### Your task
Find the line containing "monitor on podium.". Reproduce it and every line after it up to the end of the records, exactly as written.

Collection entries:

----------

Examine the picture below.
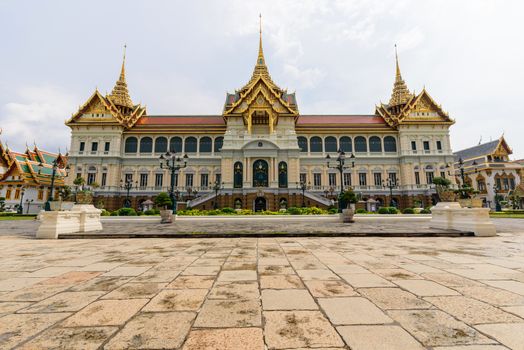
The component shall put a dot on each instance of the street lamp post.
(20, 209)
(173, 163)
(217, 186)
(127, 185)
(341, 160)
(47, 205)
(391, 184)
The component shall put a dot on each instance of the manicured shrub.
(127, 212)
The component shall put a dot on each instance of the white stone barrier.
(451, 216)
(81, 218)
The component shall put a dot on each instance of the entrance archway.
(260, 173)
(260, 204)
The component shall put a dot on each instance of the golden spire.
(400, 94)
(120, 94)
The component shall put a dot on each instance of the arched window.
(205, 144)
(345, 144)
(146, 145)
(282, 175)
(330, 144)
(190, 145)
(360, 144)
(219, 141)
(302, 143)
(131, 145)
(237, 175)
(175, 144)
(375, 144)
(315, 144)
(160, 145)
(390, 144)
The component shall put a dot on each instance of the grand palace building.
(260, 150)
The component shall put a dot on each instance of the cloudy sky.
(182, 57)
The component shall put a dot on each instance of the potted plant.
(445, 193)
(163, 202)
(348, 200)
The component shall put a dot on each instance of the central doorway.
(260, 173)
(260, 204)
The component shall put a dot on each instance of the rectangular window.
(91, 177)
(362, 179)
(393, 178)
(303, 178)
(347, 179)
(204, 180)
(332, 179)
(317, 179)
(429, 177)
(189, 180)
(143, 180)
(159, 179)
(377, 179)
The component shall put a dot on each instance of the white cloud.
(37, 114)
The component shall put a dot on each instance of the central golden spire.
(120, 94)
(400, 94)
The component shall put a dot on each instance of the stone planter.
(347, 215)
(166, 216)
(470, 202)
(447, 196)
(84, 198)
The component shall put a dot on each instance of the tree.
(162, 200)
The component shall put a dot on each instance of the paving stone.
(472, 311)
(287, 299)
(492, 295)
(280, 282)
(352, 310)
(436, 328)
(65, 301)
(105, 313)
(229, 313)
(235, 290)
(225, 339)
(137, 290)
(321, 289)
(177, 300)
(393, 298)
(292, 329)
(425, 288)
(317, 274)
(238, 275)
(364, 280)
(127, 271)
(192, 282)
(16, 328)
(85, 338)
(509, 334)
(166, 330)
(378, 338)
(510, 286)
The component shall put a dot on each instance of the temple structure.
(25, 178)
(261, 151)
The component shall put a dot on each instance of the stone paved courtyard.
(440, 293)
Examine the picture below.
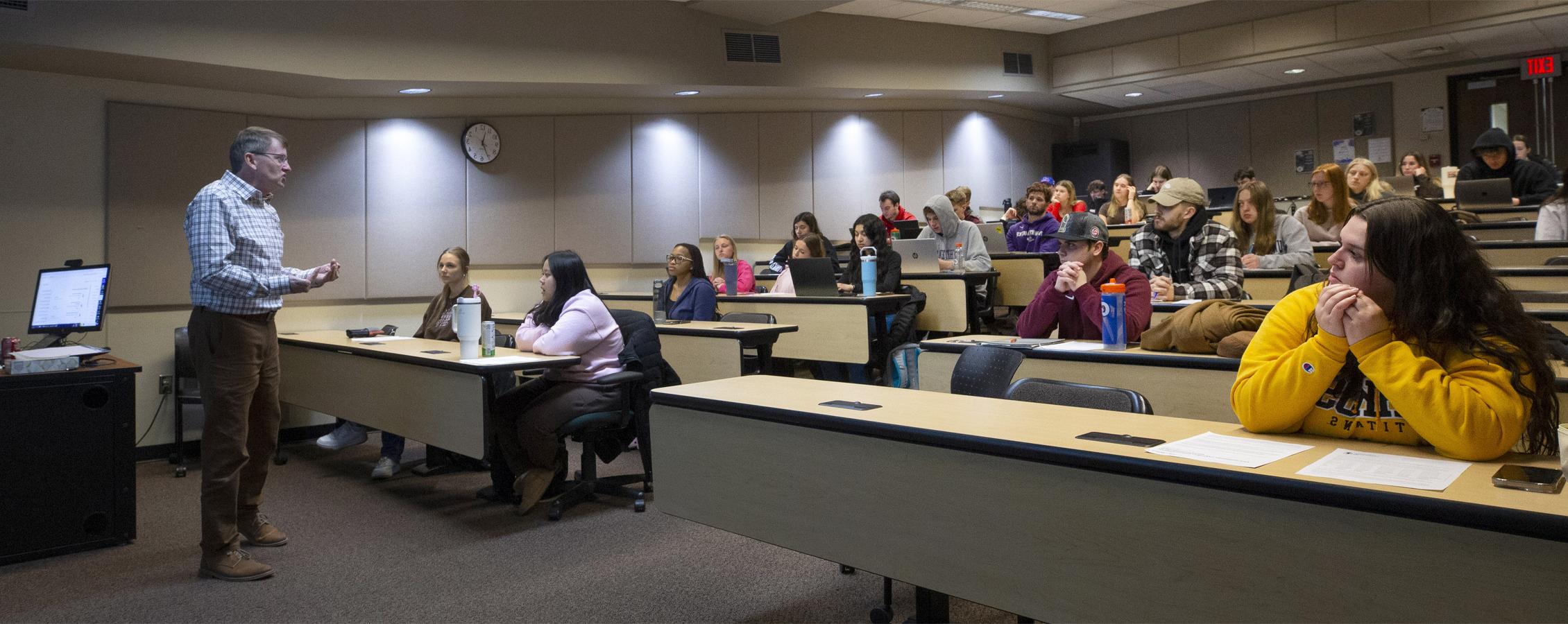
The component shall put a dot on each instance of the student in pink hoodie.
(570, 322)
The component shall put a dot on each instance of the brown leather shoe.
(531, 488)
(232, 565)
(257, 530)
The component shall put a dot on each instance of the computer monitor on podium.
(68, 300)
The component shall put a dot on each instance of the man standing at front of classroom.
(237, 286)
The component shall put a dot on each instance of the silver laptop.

----------

### Response to the exercise
The component shall put a dot on each instance of the computer monitor on podium.
(68, 300)
The component shall put a dot on each instance of the man standing at front of classroom.
(237, 286)
The component shall put a dot on each instance of the silver laptop.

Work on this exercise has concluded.